• ARTICLE:
★ ★ ★

If markets and media are fragmenting, and consumers are becoming more individualistic, choosy and demanding, brands will have to adapt if they are to develop or maintain significant franchises: otherwise, brands as we know them will be dead. Although there is some debate about this, no one really seems to believe that brands will die, because they have the massive advantage for the consumer of making life simpler. They guarantee consistency and offer an easy choice, in a world where there are too many choices available and too little time to waste on choosing. Indeed, it is increasingly argued that the rapid development of online advertising and e-commerce makes the brand more, not less, important.
The logical conclusion to be drawn from increased fragmentation, as far as an individual brand is concerned, is that it must become (more) multi-faceted, in order to appeal effectively and – still – explicitly to a more diverse set of consumer needs and/or attitudes. It will not be sufficient to appeal to a single group of people, in a single need.state, because this will not generate the necessary sales volumes, and more specifically targeted competitors will pick off the fringe buyers of the brand.
In practice, this is not massively different from the situation that many brands have already developed. Even food brands, for example, are eaten by different people for different reasons, and on different occasions – but they are rarely directly promoted for more than one or two of them, except in supporting material like recipe leaflets.
More positively, the developing disciplines of customer relationship management propose that we should split our customers into groups (of ‘strategically significant customers’ – SSCs), which we should then treat in specific and different ways.
In fact, if a brand is faced by a widely diverging group of consumers, and the possibility exists of reaching them through reasonably targeted (‘lifestyle’) media (of all kinds), it makes sense to think of fragmenting the brand’s communications, to a hitherto unheard-of extent. This demands a new kind of brand – or at least a new kind of thinking about brands – the ‘chameleon brand’.
What exactly is a chameleon brand? Chameleon brands:
have a strong, consistent core (‘nucleus’, ‘essence’)
adapt to different target audiences’ needs
adapt – accordingly – to different media
retain their ‘shape’, but vary their ‘colour’ – often quite substantially
are likely to be multi-product (Virgin is an extreme chameleon)
may be multi-variant – there are lots of fashion brands (mostly retailers – M&S used to be able to do it, but may have lost it) and many ‘umbrella’ brands (Cadbury, Ford, American Express, any national broadsheet newspaper)
fit naturally into a wide variety of situations (just like many people)
will, overall, be quite complex; if the brand is too
simplistic, it will not have the flexibility required to be a chameleon –
chameleon brands become more
successful as they take on more roles and guises
blend into their surroundings; they are not usually high-salience brands, because they are not simply ‘in your face’, but in specific, tightly targeted faces. The only time a chameleon brand becomes fully visible is when it is deliberately lifted on to a pedestal in a ‘white space’.
It all depends. It depends where it is, and also who is looking at it.
And it depends why they are interested. (In the natural world, predator or prey!)
It depends on perceptions: consumers see what they want to see, and we should allow – even encourage – them to pick the elements of our brand that they choose to emphasise. (I see my Armani cotton shirt as supremely comfortable; you see it as a nicely understated piece of Italian fashion; he sees it as a piece of meretricious designer over-marketing; they admire the label.)

★ ★ ★

• TASK INSTRUCTIONS:
(1) Transcribe the stretch of the passage on chameleon brands from "may be multi-variant" through "national broadsheet newspaper)".
(2) Condense the paragraph of the passage on chameleon brands that opens "The logical conclusion to be drawn" into a shorter version that keeps its main points.
The records below this passage on chameleon brands come from a separate source.

• LISTED RECORDS:
★ ★ ★

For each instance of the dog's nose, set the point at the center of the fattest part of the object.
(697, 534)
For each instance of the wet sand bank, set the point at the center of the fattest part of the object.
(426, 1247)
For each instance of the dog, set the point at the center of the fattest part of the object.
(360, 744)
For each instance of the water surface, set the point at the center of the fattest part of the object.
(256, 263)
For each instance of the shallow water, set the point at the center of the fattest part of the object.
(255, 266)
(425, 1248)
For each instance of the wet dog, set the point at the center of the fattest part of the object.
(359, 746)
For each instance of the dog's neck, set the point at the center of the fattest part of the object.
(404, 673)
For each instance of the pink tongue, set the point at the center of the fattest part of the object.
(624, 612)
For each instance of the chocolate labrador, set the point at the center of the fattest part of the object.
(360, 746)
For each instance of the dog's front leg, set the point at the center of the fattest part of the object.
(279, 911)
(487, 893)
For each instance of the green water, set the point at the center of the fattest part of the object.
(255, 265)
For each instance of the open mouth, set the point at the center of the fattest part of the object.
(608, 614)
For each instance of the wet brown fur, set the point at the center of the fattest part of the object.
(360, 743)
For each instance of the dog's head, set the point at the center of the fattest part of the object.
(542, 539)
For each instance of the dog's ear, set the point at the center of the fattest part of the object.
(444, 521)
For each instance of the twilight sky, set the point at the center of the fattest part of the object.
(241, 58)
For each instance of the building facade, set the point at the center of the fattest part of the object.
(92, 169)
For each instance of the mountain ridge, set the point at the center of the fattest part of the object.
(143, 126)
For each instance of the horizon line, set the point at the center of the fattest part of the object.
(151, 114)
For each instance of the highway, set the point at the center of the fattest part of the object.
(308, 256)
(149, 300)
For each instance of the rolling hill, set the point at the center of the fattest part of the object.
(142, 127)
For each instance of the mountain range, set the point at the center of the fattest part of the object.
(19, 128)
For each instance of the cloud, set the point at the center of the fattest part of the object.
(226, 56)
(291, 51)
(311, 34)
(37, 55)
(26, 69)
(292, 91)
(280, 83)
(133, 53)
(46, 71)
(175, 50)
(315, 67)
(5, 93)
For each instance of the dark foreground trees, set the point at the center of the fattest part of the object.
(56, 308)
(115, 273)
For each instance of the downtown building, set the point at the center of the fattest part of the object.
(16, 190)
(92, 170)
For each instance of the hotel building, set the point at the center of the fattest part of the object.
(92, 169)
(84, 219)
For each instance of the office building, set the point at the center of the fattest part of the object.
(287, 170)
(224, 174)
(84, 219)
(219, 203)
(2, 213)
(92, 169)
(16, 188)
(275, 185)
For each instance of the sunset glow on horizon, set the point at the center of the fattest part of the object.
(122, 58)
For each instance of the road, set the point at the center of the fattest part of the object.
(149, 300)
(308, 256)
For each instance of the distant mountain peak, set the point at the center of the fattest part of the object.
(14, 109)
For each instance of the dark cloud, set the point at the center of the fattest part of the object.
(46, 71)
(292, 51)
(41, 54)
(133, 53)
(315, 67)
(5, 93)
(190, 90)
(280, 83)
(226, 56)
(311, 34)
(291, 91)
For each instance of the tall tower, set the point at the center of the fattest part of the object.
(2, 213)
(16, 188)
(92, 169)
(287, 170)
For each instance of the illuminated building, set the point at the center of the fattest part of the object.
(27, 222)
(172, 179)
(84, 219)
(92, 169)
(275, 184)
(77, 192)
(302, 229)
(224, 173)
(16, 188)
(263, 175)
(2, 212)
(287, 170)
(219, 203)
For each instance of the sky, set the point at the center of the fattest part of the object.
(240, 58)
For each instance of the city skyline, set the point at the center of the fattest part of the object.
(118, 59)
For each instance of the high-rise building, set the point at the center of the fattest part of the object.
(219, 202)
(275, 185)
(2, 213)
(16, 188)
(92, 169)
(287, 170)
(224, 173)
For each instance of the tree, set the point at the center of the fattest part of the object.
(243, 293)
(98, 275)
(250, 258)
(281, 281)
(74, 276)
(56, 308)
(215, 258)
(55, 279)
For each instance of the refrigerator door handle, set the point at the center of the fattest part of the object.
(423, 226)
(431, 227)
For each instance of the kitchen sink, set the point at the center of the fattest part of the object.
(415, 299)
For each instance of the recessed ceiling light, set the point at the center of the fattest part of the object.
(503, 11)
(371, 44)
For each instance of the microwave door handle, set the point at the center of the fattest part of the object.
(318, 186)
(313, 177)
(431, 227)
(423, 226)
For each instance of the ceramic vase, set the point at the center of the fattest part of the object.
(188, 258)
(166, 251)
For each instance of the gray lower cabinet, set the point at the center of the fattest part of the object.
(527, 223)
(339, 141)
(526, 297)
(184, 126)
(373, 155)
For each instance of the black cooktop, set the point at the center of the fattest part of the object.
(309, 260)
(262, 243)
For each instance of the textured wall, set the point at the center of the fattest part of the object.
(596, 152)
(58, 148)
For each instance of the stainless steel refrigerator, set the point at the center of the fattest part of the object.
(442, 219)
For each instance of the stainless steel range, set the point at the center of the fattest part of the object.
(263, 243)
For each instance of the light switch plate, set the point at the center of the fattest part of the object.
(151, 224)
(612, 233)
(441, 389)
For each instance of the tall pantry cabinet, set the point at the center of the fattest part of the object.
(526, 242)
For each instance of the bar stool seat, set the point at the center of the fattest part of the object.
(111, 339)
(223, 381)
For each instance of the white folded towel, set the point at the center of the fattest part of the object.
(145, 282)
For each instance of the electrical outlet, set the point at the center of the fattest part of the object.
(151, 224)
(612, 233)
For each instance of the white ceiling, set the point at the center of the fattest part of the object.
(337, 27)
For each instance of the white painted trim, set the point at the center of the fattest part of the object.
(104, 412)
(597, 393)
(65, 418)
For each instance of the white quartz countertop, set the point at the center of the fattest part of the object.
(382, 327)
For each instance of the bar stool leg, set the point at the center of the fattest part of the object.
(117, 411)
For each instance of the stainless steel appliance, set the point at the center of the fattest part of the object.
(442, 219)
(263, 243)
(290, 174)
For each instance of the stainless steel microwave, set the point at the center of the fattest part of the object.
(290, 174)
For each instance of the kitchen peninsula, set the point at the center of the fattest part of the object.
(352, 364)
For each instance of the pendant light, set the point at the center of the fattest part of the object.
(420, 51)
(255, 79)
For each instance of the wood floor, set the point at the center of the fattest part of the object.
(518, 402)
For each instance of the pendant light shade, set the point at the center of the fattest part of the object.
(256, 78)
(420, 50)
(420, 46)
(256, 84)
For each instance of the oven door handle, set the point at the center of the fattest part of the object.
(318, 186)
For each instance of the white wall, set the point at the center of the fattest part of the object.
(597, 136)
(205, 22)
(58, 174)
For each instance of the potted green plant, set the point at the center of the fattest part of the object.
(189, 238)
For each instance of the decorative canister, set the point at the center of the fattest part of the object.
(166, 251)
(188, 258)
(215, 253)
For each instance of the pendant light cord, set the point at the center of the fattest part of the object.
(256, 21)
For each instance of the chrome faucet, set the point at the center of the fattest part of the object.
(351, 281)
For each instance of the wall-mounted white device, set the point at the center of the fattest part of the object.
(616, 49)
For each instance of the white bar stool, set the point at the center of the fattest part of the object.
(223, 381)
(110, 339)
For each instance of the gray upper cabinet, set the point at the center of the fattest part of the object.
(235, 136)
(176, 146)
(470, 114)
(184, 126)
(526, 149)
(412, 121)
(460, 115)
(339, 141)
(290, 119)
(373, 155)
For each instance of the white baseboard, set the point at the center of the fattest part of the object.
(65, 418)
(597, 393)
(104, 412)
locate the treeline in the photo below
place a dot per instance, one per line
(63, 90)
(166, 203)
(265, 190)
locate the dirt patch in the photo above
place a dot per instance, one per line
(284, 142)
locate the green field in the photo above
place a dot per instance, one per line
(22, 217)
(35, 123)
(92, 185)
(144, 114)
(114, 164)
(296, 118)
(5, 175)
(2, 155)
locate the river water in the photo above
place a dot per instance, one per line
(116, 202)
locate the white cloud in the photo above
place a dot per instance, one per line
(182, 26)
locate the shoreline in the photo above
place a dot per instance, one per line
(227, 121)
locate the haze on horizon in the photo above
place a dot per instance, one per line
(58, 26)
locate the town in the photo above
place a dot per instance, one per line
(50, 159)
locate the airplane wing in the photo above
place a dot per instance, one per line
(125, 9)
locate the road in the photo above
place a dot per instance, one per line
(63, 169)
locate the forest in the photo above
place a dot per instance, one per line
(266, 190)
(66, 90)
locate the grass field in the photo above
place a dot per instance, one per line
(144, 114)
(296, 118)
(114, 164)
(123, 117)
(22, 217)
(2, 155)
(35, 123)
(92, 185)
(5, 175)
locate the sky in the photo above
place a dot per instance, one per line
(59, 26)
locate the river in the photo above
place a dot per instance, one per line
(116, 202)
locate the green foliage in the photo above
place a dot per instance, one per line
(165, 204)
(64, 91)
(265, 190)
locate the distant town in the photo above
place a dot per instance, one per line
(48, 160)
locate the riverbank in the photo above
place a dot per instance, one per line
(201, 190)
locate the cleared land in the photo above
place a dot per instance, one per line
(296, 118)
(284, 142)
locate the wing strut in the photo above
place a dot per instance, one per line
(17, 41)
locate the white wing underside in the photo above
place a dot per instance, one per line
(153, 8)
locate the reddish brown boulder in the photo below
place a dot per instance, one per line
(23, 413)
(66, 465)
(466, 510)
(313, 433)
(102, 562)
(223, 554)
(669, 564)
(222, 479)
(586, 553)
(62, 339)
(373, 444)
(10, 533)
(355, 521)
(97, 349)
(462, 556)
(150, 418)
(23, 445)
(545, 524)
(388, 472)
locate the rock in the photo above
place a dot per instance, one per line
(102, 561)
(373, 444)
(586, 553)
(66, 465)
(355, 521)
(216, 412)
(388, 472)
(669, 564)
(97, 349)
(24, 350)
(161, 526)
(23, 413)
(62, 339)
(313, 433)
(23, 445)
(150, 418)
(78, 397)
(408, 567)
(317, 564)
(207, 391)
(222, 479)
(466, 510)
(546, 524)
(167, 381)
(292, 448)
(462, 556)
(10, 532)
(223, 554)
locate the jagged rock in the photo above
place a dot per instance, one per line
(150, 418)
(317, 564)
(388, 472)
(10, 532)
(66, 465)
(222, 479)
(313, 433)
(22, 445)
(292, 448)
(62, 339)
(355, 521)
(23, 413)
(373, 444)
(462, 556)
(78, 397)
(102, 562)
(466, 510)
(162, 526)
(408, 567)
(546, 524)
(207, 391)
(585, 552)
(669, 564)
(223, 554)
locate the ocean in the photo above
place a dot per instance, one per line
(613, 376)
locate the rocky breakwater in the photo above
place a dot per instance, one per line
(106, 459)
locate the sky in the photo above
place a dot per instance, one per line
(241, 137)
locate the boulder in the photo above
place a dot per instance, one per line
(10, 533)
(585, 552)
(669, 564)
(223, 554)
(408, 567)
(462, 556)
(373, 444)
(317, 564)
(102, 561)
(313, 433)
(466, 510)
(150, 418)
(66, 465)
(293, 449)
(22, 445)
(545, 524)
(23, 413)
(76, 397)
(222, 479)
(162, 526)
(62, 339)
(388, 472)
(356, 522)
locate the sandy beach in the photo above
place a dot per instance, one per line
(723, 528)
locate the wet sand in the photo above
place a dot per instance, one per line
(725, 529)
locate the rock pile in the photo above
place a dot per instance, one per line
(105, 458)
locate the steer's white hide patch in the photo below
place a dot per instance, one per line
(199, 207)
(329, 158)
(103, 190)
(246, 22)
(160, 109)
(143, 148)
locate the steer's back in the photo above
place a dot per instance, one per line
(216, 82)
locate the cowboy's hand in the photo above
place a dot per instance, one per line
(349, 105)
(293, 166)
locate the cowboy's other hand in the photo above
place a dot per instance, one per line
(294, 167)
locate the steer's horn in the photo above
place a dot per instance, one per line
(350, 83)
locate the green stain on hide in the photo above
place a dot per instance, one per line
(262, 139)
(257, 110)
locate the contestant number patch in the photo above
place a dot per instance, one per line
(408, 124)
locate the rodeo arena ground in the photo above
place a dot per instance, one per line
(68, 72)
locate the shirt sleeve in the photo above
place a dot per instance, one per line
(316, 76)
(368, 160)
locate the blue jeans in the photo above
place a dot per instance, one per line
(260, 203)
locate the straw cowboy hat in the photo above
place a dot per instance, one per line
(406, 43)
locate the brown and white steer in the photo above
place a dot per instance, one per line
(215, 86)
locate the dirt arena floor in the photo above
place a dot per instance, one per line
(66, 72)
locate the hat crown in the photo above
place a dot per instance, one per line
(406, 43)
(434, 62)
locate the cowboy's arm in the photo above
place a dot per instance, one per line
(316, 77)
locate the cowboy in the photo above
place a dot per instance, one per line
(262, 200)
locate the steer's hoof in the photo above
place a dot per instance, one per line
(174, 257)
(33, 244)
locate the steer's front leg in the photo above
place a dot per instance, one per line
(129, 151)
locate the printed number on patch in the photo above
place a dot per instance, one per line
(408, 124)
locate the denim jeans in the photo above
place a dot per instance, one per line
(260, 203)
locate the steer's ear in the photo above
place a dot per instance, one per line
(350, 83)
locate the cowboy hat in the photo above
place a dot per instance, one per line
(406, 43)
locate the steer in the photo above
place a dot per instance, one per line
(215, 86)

★ ★ ★

• PROBLEM SOLUTIONS:
(1)
may be multi-variant – there are lots of fashion brands (mostly retailers – M&S used to be able to do it, but may have lost it) and many ‘umbrella’ brands (Cadbury, Ford, American Express, any national broadsheet newspaper)

(2) As markets fragment, a brand must become more multi-faceted so it can appeal clearly to a wider range of consumer needs and attitudes. Targeting a single group in a single need-state won't produce enough sales, and more narrowly targeted competitors will take the brand's fringe buyers.